• **Input records**:
==============================

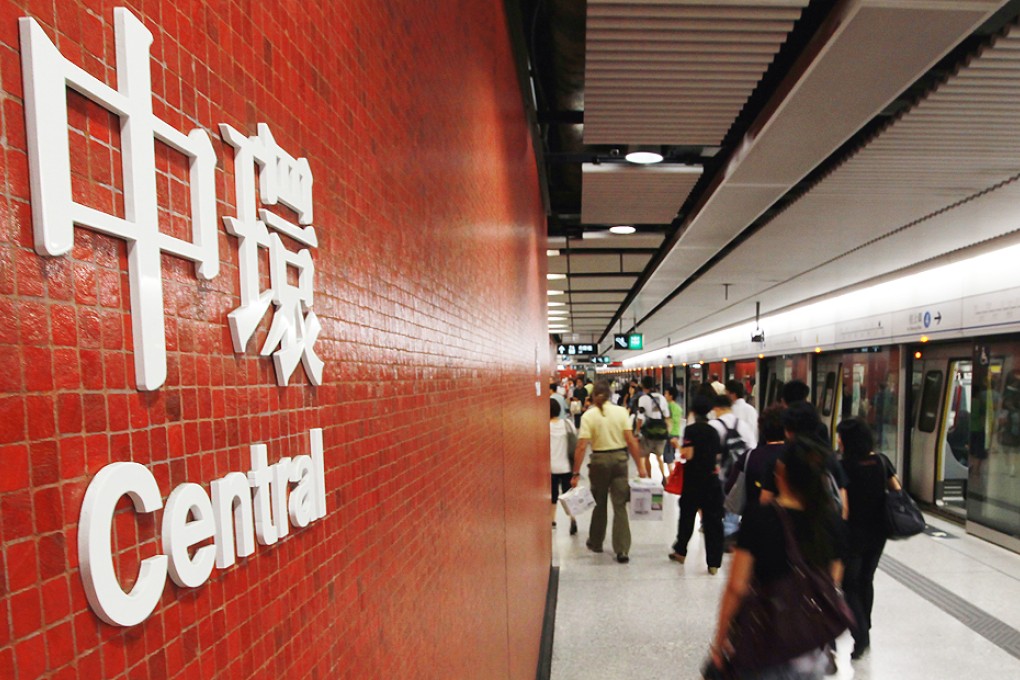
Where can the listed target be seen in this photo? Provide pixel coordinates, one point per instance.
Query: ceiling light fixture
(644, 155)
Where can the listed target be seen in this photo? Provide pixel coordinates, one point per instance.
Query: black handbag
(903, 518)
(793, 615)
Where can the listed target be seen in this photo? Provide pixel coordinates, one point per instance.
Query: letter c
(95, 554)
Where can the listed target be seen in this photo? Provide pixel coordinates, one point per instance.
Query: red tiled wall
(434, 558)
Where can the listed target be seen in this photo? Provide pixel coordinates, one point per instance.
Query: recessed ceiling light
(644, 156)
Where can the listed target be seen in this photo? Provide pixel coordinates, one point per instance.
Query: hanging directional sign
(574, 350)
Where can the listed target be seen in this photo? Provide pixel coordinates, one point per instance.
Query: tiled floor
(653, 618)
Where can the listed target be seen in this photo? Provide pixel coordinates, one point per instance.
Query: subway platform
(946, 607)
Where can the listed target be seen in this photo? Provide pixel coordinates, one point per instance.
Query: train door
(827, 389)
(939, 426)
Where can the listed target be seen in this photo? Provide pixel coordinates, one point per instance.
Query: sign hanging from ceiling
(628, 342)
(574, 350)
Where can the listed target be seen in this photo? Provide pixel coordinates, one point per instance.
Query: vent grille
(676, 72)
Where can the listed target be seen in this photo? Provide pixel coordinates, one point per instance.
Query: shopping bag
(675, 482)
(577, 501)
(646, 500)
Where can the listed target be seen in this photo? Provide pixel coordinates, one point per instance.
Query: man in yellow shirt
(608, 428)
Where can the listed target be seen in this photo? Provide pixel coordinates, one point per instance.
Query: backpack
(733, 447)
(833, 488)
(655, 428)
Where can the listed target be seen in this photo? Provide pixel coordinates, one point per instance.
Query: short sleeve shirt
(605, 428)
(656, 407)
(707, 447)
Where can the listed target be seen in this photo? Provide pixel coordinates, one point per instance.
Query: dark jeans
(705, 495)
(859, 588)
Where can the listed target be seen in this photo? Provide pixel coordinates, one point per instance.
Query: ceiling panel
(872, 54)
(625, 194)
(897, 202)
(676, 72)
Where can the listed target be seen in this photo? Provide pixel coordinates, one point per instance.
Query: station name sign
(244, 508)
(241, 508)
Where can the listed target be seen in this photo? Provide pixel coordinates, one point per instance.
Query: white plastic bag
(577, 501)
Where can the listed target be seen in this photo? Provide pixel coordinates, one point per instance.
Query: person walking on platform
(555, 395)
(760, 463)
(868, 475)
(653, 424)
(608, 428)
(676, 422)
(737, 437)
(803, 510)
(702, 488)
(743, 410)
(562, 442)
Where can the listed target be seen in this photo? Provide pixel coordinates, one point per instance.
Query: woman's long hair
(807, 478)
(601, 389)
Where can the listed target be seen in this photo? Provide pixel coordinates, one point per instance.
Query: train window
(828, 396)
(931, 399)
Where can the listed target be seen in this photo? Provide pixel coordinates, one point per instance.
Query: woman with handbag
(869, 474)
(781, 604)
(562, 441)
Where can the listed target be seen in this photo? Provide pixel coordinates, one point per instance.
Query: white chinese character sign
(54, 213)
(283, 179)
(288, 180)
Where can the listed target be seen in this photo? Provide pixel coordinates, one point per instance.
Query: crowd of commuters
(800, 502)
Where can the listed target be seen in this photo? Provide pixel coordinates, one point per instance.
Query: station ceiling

==============================

• **Requirements**: Print the records above exactly as they stand, but leave out the pictures.

• **Task result**:
Where can the listed target be seen in this photo? Provide pixel coordinates, one point per instance.
Query: ceiling light fixture
(644, 155)
Where can the listed target be seen in this photo? Provide pixel coordinates, one point per instance.
Query: black handbag
(903, 518)
(793, 615)
Where can the listed target be seen in this photo? Provide pixel coordinates, one point per instance.
Query: letter c
(95, 554)
Where can the listed target be seen in this photo? Provide pixel coordinates, one point per instance.
Query: red tiled wall
(434, 558)
Where can the listed target be seen in this photo? Provide pixel coordinates, one point per instance.
Query: recessed ceiling light
(644, 156)
Where can the listed target be seen in this photo? Provide pixel coordinates, one point per instance.
Query: hanging directional sign
(574, 350)
Where can the listed target be seen in this photo? Provide pixel coordinates, one point per instance.
Query: tiled floor
(653, 618)
Where can the listed target be seen in this photo? Provide pixel coordinates, one point per instance.
Query: subway platform
(946, 607)
Where can the listed target be seen in this photo? Provide pixel coordinates, one point per instance.
Query: train door
(827, 389)
(939, 426)
Where can the listed target be seen in this photo? Provide pixel coordinates, one point per instance.
Query: sign hanging from ceiling
(628, 342)
(574, 350)
Where can the listed target be seen in this photo? Provide pixel coordinates, one point per instance.
Query: vent grille
(676, 72)
Where can the listed target be seen in this photo? Provide pixel coordinates, one point per instance.
Query: shopping bag
(675, 482)
(577, 501)
(646, 500)
Where can the listed target be seen in this photo? Provide pixel coordinates, one point per instance.
Query: man in yellow shirt
(608, 428)
Where can the listed target be seen in this photo? Provide pixel coordinates, one point per instance.
Query: backpack
(733, 447)
(833, 488)
(655, 428)
Where can the listed target be seen in this photo? Provide pixel coordinates, one point per instance.
Query: short sleeve shirt
(605, 428)
(656, 407)
(707, 447)
Where can the listed target be seen in this photo? Provide pixel coordinates, one point per instance.
Query: dark jeans
(705, 495)
(859, 588)
Where can the listed target be seen in this photo? Provide pixel coordinates, one point per instance.
Query: ceiling panel
(872, 54)
(625, 194)
(897, 202)
(676, 72)
Where can the listed target be seen in this photo? Provide pixel coordinates, one point per instance.
Query: station name sign
(244, 508)
(241, 508)
Where can the listed target be seen in this photo? Provide pixel coordinates, one point per instance.
Query: white plastic bag
(577, 501)
Where can the listed target be seen in this photo? Provide pixel coordinates, one point per instance.
Query: person walking on platform
(555, 395)
(760, 463)
(868, 475)
(653, 424)
(608, 428)
(676, 422)
(737, 437)
(803, 510)
(702, 488)
(743, 410)
(562, 442)
Where can the listed target be seen in this photo? Provide pixel coordinates, one point per instance.
Query: woman's long hair
(807, 478)
(601, 389)
Where can the listed target be seen in this photo? Provide pixel coordinates, one point per instance.
Query: train window
(828, 396)
(931, 399)
Where can the listed target be seen in this photo? Provide pixel coordinates, one point per instance.
Query: woman with handbag
(869, 474)
(781, 604)
(562, 441)
Where can the listed target be seen in this photo? Provide pixel coordinates, one point per instance.
Query: white chinese character sign
(54, 213)
(283, 179)
(288, 180)
Where can the listed target be seen in this photo? Provide pixel coordinates, one point per instance.
Query: crowd of commuters
(800, 502)
Where can the listed target be seen in this photo? Provide pixel coordinates, one point per instance.
Query: station ceiling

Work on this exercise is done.